*** ИСХОДНЫЙ ТЕКСТ ***
Как было показано, без учета контекста всего рынка невозможно изучить изменения в коммерческом судоходстве, а «множественная равновесность» позволяет лучше интерпретировать изменения между разными сегментами национального судоходства. Рынок был полностью переплетен, коммерческая инфраструктура базировалась в реальности не на портах, правительственных указах или заводах, а на сетях доверия и сотрудничества. Далее я покажу, насколько запутанными и неочевидными были эти сети, реконструированные на основе рассказов шкиперов, плававших по Балтийскому морю во время войны.

КАПИТАНЫ КОРАБЛЕЙ И ИХ КОМАНДЫ В ВОЕННОЕ ВРЕМЯ

Как упоминалось выше, в начале войны Балтийское море стало опасным и неспокойным пространством для торговли. В таблице ниже приведены приблизительные данные о захватах кораблей Балтийским флотом. Большинство из захваченных кораблей можно идентифицировать через Зундские регистры, в то время как другие корабли не были обнаружены в регистрах. Это не означает, что какой-либо из источников является ложным, скорее то, что некоторые суда, вероятно, могли пройти Датские проливы, уклоняясь от регистрации в Эльсиноре.


Список кораблей, захваченных Российским флотом

a Record ID 419659.

b Также упоминается в источниках как Каспар Селентин.

c Record ID 483412.

d Record ID 445181.

e Record ID 412989.

f Record ID 427996.

g Record ID 421954.

h Record ID 447579.
*** ИСХОДНЫЕ ДАННЫЕ ***
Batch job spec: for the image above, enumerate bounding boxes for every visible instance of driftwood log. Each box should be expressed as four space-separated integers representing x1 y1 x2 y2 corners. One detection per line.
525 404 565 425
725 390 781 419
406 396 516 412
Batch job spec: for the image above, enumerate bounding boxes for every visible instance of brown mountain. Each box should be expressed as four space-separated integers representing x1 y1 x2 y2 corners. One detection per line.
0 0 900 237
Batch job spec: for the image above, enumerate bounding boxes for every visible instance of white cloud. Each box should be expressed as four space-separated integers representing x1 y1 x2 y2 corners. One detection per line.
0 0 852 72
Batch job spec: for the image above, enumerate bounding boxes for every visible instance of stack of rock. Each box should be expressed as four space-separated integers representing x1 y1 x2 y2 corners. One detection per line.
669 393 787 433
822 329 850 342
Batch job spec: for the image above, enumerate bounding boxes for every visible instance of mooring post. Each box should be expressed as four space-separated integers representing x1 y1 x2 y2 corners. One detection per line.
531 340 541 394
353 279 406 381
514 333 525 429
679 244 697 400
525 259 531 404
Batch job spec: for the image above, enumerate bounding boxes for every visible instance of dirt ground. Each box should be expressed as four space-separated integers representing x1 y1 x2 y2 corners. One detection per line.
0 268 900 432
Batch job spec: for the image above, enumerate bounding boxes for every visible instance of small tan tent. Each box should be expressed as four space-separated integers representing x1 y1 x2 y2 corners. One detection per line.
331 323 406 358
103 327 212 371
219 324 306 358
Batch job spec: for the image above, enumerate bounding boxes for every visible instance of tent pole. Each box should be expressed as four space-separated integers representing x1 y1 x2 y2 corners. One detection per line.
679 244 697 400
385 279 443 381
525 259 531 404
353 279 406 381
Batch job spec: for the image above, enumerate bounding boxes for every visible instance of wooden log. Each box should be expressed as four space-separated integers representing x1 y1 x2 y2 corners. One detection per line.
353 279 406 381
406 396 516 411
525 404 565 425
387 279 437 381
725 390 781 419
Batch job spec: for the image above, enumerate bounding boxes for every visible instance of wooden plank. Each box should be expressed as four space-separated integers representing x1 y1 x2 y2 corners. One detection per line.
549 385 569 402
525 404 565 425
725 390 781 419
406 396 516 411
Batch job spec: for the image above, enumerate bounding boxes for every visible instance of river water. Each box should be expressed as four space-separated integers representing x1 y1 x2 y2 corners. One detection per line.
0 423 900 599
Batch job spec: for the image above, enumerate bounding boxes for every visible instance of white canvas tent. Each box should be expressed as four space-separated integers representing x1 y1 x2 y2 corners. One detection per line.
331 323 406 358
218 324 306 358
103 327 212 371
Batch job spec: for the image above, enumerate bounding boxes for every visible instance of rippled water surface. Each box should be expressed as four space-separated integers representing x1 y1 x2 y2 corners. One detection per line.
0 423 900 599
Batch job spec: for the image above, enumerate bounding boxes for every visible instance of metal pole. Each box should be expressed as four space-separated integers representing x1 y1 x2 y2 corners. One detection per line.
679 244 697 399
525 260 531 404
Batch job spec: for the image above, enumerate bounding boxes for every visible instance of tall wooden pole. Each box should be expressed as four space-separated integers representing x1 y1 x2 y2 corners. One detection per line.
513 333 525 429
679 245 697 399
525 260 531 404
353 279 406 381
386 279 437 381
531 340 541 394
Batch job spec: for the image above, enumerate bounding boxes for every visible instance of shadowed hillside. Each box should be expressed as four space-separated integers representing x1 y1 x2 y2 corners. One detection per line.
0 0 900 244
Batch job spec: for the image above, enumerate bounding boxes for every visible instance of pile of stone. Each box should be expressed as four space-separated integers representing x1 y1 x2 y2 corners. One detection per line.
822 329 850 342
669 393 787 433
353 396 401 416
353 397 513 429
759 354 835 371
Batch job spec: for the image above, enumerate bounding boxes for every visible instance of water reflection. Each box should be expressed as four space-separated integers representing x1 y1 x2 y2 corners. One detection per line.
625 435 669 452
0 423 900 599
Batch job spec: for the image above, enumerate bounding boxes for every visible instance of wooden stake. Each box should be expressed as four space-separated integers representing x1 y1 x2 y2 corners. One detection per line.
***
ЗАДАНИЕ 1: На чем, по тексту о судоходстве на Балтике, на самом деле держалась коммерческая инфраструктура?
ЗАДАНИЕ 2: Перепишите слово в слово отрывок из текста о судоходстве на Балтике между словами «Как упоминалось выше, в» и «регистрации в Эльсиноре.», включая их самих.
Эти записи для работы не понадобятся.

РЕШЕНИЕ 1: На сетях доверия и сотрудничества.

РЕШЕНИЕ 2:
Как упоминалось выше, в начале войны Балтийское море стало опасным и неспокойным пространством для торговли. В таблице ниже приведены приблизительные данные о захватах кораблей Балтийским флотом. Большинство из захваченных кораблей можно идентифицировать через Зундские регистры, в то время как другие корабли не были обнаружены в регистрах. Это не означает, что какой-либо из источников является ложным, скорее то, что некоторые суда, вероятно, могли пройти Датские проливы, уклоняясь от регистрации в Эльсиноре.